WHAT TO WORK ON -> Retyping the records exactly is the whole task.

SOURCE RECORDS ->
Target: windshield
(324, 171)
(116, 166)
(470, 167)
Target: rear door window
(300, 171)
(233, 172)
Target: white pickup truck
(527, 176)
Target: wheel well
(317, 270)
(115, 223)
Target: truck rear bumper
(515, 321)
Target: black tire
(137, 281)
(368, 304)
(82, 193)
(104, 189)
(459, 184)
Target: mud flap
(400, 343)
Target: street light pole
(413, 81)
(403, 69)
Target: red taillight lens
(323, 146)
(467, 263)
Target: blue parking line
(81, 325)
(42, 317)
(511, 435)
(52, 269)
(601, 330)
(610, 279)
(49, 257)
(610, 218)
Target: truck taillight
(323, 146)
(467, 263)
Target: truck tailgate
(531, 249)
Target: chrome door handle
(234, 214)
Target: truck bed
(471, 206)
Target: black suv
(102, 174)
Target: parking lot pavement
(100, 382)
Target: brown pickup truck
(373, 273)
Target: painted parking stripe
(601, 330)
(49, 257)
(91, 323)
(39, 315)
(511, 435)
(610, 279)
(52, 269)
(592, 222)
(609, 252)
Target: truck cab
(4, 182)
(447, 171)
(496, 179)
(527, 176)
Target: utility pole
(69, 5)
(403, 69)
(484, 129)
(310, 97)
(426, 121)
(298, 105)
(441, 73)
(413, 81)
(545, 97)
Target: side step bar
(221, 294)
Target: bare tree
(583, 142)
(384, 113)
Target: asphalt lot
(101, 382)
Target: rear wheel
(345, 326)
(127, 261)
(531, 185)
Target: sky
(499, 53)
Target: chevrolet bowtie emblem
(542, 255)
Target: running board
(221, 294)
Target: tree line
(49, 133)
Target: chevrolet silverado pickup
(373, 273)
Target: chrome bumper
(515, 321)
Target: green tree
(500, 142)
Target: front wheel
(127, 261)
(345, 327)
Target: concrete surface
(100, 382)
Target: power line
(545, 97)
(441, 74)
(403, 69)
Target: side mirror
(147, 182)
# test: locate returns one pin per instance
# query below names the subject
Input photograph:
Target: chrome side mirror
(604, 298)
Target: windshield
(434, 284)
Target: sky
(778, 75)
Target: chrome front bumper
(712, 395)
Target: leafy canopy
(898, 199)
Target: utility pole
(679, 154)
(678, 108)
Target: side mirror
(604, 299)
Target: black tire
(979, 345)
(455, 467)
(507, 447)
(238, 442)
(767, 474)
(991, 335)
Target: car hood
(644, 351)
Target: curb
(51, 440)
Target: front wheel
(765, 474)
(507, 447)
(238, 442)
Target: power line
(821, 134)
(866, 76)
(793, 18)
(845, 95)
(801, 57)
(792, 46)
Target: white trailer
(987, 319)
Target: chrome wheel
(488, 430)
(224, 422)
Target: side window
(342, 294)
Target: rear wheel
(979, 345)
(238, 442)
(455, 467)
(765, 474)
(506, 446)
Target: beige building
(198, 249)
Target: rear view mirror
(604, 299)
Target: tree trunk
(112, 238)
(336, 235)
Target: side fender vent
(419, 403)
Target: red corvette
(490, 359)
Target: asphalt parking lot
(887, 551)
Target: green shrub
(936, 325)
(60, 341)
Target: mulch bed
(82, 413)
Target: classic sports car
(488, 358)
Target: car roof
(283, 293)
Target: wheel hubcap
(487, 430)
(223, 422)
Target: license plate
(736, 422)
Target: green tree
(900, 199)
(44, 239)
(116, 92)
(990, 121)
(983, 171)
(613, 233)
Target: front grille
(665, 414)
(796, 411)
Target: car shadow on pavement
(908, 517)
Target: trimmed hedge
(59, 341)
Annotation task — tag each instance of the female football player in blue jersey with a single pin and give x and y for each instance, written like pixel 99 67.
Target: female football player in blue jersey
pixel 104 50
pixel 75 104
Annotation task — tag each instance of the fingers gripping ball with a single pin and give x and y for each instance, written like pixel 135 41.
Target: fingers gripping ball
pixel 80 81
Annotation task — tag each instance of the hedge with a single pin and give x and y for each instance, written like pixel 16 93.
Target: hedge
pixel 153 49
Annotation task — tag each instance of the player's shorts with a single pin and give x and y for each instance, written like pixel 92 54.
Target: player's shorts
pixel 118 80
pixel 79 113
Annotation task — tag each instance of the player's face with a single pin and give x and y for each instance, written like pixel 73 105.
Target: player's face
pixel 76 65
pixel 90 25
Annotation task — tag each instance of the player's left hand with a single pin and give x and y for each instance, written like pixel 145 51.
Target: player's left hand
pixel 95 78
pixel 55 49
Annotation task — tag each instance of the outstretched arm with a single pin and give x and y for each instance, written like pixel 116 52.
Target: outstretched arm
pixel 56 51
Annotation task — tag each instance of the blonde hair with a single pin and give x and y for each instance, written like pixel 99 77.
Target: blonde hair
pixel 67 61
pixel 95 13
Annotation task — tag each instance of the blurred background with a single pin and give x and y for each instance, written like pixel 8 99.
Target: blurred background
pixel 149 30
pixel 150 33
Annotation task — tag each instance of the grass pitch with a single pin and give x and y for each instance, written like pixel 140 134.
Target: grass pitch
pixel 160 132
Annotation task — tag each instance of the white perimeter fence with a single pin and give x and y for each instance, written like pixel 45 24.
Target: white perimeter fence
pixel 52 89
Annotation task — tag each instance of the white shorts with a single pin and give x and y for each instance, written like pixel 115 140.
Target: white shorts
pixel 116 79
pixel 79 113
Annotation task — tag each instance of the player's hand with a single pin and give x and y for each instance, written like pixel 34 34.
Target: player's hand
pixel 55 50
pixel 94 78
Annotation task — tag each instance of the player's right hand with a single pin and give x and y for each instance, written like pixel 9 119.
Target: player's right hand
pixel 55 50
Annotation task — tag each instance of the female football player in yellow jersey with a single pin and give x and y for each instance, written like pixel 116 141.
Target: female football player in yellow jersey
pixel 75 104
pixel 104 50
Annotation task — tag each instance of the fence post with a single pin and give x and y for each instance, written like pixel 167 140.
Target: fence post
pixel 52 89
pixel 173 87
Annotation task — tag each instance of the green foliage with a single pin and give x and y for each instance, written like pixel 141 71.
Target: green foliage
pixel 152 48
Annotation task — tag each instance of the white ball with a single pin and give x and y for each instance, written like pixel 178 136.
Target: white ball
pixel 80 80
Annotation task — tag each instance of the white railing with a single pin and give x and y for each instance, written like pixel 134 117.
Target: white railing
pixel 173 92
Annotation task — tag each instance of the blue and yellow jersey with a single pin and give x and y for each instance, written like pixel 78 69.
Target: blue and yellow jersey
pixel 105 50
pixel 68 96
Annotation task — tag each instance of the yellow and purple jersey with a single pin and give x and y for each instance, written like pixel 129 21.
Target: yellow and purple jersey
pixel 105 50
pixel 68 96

TASK RESPONSE ->
Target: windshield
(324, 171)
(116, 166)
(470, 167)
Target: rear door window
(300, 171)
(233, 172)
Target: white pickup truck
(527, 176)
Target: wheel well
(317, 270)
(115, 223)
Target: truck rear bumper
(515, 321)
Target: black tire
(137, 281)
(368, 304)
(82, 193)
(104, 189)
(459, 184)
Target: mud flap
(400, 343)
Target: street light pole
(413, 81)
(403, 69)
Target: red taillight lens
(323, 146)
(467, 263)
Target: blue parking line
(81, 325)
(42, 317)
(511, 435)
(52, 269)
(601, 330)
(610, 279)
(49, 257)
(610, 218)
Target: truck taillight
(323, 146)
(467, 263)
Target: truck tailgate
(531, 249)
Target: chrome door handle
(234, 214)
Target: truck bed
(471, 206)
Target: black suv
(102, 174)
Target: parking lot pavement
(100, 382)
Target: brown pickup truck
(373, 273)
Target: painted parking stripe
(601, 330)
(49, 257)
(91, 323)
(39, 315)
(511, 435)
(610, 279)
(52, 269)
(592, 222)
(609, 252)
Target: truck cab
(4, 182)
(447, 171)
(496, 179)
(527, 176)
Target: utility pole
(69, 5)
(403, 69)
(484, 129)
(310, 97)
(426, 121)
(298, 105)
(441, 73)
(413, 81)
(545, 97)
Target: side step bar
(221, 294)
Target: bare tree
(583, 142)
(384, 113)
Target: asphalt lot
(101, 382)
Target: rear wheel
(345, 326)
(127, 261)
(531, 185)
Target: sky
(499, 53)
Target: chevrolet bowtie emblem
(542, 255)
Target: running board
(221, 294)
Target: tree line
(49, 133)
Target: chevrolet silverado pickup
(373, 273)
Target: chrome bumper
(515, 321)
Target: green tree
(500, 142)
Target: front wheel
(127, 261)
(345, 327)
Target: concrete surface
(100, 382)
Target: power line
(545, 97)
(441, 74)
(403, 69)
Target: side mirror
(147, 182)
# test: locate returns one pin per instance
# query below names the subject
Input photograph:
Target: chrome side mirror
(604, 298)
Target: windshield
(434, 284)
Target: sky
(778, 75)
Target: chrome front bumper
(712, 395)
Target: leafy canopy
(898, 199)
Target: utility pole
(679, 154)
(678, 108)
Target: side mirror
(604, 299)
Target: black tire
(979, 345)
(455, 467)
(507, 447)
(238, 442)
(767, 474)
(991, 335)
Target: car hood
(644, 351)
Target: curb
(51, 440)
Target: front wheel
(765, 474)
(507, 447)
(238, 442)
Target: power line
(821, 134)
(866, 76)
(793, 18)
(845, 95)
(801, 57)
(792, 46)
Target: white trailer
(987, 319)
Target: chrome wheel
(488, 430)
(224, 422)
Target: side window
(342, 294)
Target: rear wheel
(979, 345)
(238, 442)
(455, 467)
(765, 474)
(506, 446)
Target: beige building
(198, 249)
Target: rear view mirror
(604, 299)
Target: tree trunk
(112, 238)
(336, 235)
Target: side fender vent
(419, 403)
Target: red corvette
(490, 359)
Target: asphalt parking lot
(887, 551)
Target: green shrub
(936, 325)
(60, 341)
Target: mulch bed
(82, 413)
Target: classic sports car
(488, 358)
Target: car roof
(283, 293)
Target: wheel hubcap
(487, 430)
(223, 422)
Target: license plate
(736, 422)
Target: green tree
(900, 199)
(44, 239)
(116, 92)
(990, 121)
(983, 171)
(613, 233)
Target: front grille
(665, 414)
(796, 411)
Target: car shadow on pavement
(908, 517)
Target: trimmed hedge
(59, 341)
Annotation task — tag each instance of the female football player in blue jersey with a single pin and give x and y for each instance, written like pixel 99 67.
Target: female football player in blue jersey
pixel 104 50
pixel 75 104
Annotation task — tag each instance of the fingers gripping ball with a single pin and give x and y for each instance, written like pixel 135 41.
Target: fingers gripping ball
pixel 80 81
Annotation task — tag each instance of the hedge with a single pin and give x and y for each instance, written like pixel 16 93.
Target: hedge
pixel 153 49
Annotation task — tag each instance of the player's shorts with a single pin and give x and y for each instance, written like pixel 92 54.
Target: player's shorts
pixel 118 80
pixel 79 113
Annotation task — tag each instance of the player's face with a single pin and give x and y for each instance, written like pixel 73 105.
Target: player's face
pixel 76 65
pixel 90 25
Annotation task — tag each instance of the player's left hand with a single pin and give x and y for each instance, written like pixel 145 51.
Target: player's left hand
pixel 95 78
pixel 55 49
Annotation task — tag each instance of the outstretched arm with a single pin and give x and y for each instance, written like pixel 116 52.
Target: outstretched arm
pixel 56 51
Annotation task — tag each instance of the blonde hair with a single pin and give x and y for each instance, written like pixel 99 77.
Target: blonde hair
pixel 67 61
pixel 95 13
Annotation task — tag each instance of the blurred background with a single pin and give x and y for each instance, written like pixel 8 99.
Target: blurred background
pixel 149 30
pixel 150 33
Annotation task — tag each instance of the grass pitch with a single pin and give x and y for each instance, written like pixel 140 134.
Target: grass pitch
pixel 160 132
Annotation task — tag each instance of the white perimeter fence with a single pin and give x and y for each instance, written like pixel 45 24.
Target: white perimeter fence
pixel 52 89
Annotation task — tag each instance of the white shorts with a single pin and give x and y for each instance, written like pixel 115 140.
Target: white shorts
pixel 116 79
pixel 79 113
Annotation task — tag each instance of the player's hand with a single pin and give x and y for each instance, written like pixel 34 34.
Target: player's hand
pixel 55 50
pixel 94 78
Annotation task — tag each instance of the player's right hand with a single pin and give x and y for each instance, written like pixel 9 119.
Target: player's right hand
pixel 55 50
Annotation task — tag each instance of the female football player in yellow jersey with a single pin and give x and y for each instance, written like pixel 116 141.
Target: female football player in yellow jersey
pixel 75 104
pixel 104 50
Annotation task — tag each instance of the fence post with a single pin and give x and y for each instance, written like pixel 167 140.
Target: fence post
pixel 52 89
pixel 173 87
Annotation task — tag each instance of the green foliage with a single pin and give x and y for each instance, written like pixel 141 71.
Target: green foliage
pixel 152 48
Annotation task — tag each instance of the white ball with a single pin and give x and y for each instance, written like pixel 178 136.
Target: white ball
pixel 80 80
Annotation task — tag each instance of the white railing with a single pin and give x and y for each instance, written like pixel 134 117.
Target: white railing
pixel 173 92
Annotation task — tag each instance of the blue and yellow jersey with a single pin and give x and y for each instance, written like pixel 78 69.
Target: blue and yellow jersey
pixel 105 50
pixel 68 96
Annotation task — tag each instance of the yellow and purple jersey with a single pin and give x and y for each instance, written like pixel 129 21.
Target: yellow and purple jersey
pixel 105 50
pixel 68 96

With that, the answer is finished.